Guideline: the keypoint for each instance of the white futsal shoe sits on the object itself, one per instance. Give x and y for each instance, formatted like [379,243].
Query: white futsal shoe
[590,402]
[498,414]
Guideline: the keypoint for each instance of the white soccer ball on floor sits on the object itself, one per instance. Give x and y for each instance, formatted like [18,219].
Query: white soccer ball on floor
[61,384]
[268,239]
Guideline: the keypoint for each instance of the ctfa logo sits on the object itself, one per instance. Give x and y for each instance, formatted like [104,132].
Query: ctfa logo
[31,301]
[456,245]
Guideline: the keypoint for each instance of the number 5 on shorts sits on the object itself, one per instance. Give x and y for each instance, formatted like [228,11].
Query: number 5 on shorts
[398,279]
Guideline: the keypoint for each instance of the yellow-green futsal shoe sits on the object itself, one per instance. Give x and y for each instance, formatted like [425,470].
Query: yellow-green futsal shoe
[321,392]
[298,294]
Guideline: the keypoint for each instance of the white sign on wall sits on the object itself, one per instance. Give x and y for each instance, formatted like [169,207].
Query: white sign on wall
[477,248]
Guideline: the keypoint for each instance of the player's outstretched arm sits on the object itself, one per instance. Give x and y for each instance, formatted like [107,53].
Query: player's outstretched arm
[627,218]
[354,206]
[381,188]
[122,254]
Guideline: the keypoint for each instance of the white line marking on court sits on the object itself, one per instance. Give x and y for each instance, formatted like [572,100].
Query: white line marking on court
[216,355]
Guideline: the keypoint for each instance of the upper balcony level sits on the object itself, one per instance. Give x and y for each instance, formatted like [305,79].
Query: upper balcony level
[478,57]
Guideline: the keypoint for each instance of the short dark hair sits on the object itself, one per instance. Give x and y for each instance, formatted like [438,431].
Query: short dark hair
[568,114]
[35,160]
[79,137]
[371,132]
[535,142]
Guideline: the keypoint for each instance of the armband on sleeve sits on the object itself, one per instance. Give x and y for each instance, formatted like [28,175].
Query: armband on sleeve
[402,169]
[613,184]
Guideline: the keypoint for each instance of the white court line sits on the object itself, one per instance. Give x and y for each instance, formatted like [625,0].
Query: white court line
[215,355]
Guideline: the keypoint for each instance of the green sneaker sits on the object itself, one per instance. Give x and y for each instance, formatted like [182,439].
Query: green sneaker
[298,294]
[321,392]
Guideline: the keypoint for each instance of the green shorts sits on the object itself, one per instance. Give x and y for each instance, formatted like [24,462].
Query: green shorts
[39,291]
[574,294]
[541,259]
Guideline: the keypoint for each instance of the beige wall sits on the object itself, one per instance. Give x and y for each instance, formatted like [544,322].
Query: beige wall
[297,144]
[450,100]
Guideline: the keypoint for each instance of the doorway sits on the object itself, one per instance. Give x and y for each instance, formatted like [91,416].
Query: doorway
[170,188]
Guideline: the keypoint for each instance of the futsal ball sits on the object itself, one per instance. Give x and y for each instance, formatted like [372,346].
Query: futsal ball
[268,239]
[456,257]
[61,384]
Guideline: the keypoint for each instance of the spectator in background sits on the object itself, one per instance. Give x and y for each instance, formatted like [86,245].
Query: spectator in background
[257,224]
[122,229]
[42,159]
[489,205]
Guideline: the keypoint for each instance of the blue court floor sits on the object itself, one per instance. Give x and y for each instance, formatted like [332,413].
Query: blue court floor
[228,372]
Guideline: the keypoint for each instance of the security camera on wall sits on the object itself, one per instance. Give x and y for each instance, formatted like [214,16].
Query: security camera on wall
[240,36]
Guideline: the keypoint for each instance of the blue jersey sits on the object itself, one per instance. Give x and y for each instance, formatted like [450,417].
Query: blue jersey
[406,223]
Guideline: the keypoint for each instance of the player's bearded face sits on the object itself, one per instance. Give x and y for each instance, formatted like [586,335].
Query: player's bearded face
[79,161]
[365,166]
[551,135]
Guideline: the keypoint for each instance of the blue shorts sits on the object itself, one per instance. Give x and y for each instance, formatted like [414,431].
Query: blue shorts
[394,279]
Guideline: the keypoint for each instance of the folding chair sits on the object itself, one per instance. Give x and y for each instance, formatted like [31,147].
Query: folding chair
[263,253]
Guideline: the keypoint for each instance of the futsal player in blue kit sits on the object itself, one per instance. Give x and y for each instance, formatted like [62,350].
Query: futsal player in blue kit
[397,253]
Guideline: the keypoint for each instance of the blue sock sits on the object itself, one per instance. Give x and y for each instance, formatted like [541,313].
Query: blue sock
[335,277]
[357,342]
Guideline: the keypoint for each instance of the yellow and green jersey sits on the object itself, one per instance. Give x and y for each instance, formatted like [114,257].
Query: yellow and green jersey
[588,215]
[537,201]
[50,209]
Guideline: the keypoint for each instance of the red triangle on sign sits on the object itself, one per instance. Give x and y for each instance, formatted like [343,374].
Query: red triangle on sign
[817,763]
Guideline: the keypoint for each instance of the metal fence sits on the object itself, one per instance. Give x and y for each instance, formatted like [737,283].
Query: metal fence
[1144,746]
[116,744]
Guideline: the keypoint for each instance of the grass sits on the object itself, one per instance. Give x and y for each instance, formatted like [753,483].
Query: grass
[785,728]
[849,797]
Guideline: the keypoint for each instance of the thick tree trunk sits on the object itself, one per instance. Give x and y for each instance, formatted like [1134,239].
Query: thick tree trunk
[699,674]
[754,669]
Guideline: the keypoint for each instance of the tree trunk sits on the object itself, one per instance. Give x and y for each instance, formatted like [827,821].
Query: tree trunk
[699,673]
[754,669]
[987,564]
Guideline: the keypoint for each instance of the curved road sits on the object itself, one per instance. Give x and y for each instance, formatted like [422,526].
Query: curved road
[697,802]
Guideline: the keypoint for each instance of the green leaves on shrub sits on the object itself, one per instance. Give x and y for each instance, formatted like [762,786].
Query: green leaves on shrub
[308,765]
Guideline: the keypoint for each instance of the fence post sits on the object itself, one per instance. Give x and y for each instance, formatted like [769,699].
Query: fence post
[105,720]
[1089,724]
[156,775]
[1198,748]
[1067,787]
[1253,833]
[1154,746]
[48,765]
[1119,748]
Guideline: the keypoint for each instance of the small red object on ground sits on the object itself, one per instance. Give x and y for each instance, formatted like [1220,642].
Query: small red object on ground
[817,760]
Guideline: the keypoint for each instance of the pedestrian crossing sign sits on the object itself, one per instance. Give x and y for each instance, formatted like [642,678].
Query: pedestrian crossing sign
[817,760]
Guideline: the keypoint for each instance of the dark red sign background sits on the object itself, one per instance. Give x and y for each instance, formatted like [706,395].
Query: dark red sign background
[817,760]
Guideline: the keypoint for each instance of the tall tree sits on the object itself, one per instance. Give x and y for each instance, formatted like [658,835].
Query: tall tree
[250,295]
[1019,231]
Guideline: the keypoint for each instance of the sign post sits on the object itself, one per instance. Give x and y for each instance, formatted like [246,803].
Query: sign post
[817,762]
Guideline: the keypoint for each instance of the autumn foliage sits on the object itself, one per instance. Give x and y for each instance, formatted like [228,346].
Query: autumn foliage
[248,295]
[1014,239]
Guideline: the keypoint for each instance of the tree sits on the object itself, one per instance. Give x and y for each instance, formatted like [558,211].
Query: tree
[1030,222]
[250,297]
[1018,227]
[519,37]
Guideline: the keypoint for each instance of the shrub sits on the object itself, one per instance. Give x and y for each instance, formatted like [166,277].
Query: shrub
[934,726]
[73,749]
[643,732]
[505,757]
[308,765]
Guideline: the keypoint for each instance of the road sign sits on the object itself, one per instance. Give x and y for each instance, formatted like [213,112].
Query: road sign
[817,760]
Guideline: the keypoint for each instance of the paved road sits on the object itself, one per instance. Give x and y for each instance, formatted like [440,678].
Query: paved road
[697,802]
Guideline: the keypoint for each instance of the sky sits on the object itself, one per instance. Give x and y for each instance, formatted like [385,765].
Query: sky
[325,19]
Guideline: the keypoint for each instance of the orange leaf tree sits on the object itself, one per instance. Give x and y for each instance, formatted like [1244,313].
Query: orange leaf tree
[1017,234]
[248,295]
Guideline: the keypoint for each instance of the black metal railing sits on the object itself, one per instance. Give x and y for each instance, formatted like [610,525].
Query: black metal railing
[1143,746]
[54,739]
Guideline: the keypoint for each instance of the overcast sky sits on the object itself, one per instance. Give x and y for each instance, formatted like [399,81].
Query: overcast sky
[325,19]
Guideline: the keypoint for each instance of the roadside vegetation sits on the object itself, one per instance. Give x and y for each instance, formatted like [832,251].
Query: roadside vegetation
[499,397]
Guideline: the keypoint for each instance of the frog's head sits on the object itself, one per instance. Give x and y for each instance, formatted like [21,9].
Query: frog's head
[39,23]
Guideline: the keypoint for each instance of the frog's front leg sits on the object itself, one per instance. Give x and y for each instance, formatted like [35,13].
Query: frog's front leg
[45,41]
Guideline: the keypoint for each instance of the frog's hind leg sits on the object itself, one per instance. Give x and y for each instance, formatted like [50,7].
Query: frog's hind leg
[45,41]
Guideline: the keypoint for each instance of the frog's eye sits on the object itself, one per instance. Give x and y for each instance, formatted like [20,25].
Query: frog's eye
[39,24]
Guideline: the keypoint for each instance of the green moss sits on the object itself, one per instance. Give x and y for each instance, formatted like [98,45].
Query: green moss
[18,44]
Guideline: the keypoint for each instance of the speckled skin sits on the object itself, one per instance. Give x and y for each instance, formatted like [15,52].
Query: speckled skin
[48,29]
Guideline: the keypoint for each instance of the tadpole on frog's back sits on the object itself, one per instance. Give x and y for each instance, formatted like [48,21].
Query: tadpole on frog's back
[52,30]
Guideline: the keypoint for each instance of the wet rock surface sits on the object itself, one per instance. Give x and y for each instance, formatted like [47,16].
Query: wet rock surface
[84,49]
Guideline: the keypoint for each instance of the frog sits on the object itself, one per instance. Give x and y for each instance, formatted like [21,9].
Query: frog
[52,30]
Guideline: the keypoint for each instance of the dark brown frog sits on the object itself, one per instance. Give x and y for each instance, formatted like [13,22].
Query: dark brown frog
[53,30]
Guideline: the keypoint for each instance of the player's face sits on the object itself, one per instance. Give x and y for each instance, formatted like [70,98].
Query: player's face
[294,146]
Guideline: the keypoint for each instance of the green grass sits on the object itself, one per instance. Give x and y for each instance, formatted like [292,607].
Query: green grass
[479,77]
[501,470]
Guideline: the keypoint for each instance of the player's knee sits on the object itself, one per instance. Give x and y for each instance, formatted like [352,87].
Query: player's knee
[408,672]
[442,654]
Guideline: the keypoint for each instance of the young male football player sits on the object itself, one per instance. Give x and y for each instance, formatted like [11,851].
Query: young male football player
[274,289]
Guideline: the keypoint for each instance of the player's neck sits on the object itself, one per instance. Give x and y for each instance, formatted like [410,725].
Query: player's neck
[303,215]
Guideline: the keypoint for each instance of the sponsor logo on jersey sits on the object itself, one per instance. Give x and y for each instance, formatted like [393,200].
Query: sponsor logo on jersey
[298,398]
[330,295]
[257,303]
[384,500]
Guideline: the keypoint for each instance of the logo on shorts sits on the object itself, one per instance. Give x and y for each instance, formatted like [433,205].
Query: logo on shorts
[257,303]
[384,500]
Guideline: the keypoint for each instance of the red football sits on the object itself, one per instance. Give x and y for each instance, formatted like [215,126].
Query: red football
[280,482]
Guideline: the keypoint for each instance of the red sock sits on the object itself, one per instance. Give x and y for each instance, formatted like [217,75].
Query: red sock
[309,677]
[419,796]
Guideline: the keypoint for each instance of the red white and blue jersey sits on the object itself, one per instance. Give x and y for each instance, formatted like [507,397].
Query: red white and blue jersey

• • • •

Find "Guideline: the keypoint for each instance of the green grass" in the data above, then repeat that line and all lines after it exactly, ending with the final line.

RESPONSE BELOW
Guideline: the keypoint for each instance of the green grass sits on the object itself, one per instance. Give x and y for each instance, formatted like [292,607].
Query: green grass
[479,77]
[501,470]
Guideline: the keypoint for each instance of the player's knee sits on the object itself, one per instance. Give x and y for each instance, formatted like [352,87].
Query: player's knee
[408,672]
[442,654]
Guideline: the keypoint for each instance of the young male football player sits on the object itself, one per instance. Give x and y for each instance, formatted like [11,851].
Query: young male football player
[274,289]
Guideline: the keypoint for each instance of the player's neck sits on the object itself, one per instance. Give x and y for each instance, formatted like [410,725].
Query: player's neck
[303,215]
Guideline: the keypoint for each instance of the sponsor logo on jersey sits on the object itself, one per instance. Give x and y for each instance, formatted like [393,200].
Query: sponsor logo on jersey
[298,398]
[330,295]
[257,303]
[384,500]
Guideline: the keypoint for each instance of the logo on shorts sits on the object itself, one per instance. Give x and y for each instance, formatted like [433,205].
Query: logo on shorts
[257,303]
[384,500]
Guideline: the keypoint for each instance of the red football sits on the object itself, one per instance. Give x and y for each instance, formatted like [215,126].
Query: red football
[280,482]
Guideline: the keypoint for each instance of the red sock sits on the object itself, one per instance. Give x and y for each instance, formatted like [217,75].
Query: red sock
[309,677]
[419,796]
Guideline: the keypoint for each instance of the red white and blue jersey sits on the object itself, one per instance. Give x and y for each instance, formatted like [507,397].
Query: red white and blue jersey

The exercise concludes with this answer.